• What the task asks
Copy out, without any change, the part of the data that opens with the line containing "the yellow background." and closes with the line containing "[196,0,232,84]", including both of those lines.

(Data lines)
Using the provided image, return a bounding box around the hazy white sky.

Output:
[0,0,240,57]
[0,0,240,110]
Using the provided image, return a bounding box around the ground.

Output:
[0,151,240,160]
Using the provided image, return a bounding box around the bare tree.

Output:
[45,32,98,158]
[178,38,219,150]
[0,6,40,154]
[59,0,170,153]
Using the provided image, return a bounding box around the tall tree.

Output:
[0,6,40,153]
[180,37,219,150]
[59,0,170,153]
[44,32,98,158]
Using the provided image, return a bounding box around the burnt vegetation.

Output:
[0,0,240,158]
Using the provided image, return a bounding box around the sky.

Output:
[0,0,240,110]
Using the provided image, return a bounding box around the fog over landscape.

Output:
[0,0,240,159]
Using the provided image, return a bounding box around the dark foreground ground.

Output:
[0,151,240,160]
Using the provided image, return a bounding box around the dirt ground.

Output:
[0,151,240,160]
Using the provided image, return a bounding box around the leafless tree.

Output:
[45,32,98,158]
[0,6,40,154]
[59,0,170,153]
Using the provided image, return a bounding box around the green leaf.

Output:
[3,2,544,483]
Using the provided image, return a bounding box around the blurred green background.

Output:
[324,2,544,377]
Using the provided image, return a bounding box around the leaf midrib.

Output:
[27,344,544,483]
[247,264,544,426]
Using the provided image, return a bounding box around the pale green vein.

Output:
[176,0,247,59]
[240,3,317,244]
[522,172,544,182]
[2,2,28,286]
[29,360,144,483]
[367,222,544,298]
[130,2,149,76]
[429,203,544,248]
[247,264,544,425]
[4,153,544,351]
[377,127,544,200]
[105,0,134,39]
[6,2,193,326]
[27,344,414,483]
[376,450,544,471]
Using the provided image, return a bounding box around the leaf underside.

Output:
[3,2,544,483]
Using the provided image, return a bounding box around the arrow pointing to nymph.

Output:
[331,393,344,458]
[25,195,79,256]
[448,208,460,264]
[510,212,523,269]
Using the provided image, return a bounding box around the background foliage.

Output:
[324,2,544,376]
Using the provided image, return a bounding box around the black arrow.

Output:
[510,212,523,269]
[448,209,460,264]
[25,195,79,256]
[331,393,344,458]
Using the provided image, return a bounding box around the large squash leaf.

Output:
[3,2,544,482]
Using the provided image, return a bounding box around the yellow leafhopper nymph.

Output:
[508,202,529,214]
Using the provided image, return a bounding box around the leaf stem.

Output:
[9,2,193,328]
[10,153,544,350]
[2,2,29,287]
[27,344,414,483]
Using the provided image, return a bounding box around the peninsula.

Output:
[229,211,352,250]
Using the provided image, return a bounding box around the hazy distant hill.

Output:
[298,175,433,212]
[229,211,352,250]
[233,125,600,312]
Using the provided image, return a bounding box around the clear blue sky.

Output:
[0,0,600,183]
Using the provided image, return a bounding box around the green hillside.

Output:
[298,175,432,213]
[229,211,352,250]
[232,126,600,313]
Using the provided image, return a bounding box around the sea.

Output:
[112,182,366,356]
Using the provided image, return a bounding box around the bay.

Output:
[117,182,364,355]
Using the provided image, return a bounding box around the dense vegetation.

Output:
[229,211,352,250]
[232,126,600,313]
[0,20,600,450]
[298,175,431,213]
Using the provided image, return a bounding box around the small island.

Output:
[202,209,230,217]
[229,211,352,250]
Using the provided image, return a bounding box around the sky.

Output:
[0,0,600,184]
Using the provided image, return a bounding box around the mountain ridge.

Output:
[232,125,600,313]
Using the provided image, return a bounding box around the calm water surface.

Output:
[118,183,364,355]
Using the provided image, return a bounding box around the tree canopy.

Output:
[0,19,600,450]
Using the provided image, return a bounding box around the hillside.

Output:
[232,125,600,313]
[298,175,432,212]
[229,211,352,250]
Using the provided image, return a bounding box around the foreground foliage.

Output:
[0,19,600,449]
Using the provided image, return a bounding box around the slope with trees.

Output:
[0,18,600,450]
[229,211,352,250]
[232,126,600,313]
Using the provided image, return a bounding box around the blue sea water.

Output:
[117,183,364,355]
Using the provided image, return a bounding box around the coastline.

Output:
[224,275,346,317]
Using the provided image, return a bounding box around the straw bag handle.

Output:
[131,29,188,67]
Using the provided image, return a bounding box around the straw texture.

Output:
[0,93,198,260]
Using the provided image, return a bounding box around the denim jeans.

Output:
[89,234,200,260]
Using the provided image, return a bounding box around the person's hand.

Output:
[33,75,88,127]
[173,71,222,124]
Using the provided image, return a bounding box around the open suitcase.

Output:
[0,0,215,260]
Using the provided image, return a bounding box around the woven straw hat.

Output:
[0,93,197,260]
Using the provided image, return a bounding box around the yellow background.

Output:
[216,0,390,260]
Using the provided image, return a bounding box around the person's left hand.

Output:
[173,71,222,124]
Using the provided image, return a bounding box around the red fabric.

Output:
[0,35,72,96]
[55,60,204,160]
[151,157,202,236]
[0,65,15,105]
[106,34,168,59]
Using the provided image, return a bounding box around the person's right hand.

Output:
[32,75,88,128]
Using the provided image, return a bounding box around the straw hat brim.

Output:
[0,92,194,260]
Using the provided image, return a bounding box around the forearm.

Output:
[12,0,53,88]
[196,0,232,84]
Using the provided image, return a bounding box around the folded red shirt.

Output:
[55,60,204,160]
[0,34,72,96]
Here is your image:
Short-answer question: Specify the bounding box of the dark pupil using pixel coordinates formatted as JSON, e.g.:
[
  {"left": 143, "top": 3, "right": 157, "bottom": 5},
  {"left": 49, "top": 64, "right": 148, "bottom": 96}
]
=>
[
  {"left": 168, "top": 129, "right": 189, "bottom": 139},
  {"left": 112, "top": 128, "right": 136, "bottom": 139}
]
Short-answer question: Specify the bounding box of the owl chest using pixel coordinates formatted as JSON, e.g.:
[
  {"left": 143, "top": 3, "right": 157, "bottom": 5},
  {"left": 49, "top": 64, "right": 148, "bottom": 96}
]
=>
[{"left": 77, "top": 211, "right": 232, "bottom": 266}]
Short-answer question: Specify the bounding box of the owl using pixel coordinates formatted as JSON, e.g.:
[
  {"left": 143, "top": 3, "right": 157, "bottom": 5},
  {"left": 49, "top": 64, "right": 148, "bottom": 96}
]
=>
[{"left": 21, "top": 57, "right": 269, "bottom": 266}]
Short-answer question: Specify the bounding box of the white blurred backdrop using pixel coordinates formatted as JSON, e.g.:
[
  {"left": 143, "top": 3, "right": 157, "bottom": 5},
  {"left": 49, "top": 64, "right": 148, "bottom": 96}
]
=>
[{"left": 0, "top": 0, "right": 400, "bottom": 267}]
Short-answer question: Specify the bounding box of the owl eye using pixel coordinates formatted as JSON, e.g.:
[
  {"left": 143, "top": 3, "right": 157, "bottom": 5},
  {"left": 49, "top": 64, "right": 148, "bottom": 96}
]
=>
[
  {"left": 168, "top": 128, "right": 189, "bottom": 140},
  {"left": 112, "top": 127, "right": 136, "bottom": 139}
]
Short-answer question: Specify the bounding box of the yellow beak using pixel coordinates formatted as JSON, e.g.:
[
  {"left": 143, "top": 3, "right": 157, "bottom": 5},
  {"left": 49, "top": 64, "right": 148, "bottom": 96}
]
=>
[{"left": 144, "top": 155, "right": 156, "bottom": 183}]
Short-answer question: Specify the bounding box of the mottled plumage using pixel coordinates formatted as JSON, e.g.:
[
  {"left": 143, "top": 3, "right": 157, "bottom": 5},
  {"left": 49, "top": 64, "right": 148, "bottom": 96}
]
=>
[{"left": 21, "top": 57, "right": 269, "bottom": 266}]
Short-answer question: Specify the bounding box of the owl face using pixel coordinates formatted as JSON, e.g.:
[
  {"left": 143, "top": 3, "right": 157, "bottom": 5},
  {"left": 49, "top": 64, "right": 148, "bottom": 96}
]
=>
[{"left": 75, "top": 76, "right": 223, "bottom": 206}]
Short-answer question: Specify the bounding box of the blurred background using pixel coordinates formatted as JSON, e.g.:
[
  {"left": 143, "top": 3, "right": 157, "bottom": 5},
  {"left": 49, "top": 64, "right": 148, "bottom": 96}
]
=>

• Final result
Using the provided image, return a bounding box around the yellow background.

Output:
[216,0,390,260]
Using the provided image, return a bounding box around the person's left hand.

Output:
[173,71,222,124]
Using the provided image, return a bounding box around the red fabric.

Output:
[0,35,72,96]
[55,60,204,160]
[151,157,202,236]
[0,65,15,105]
[106,34,168,59]
Using the provided image, return a bounding box around the person's right hand.

Output:
[32,75,88,128]
Using the provided image, return a bounding box around the straw hat brim.

Output:
[0,92,194,260]
Using the provided image, return a bounding box around the forearm.

Output:
[12,0,53,88]
[196,0,232,84]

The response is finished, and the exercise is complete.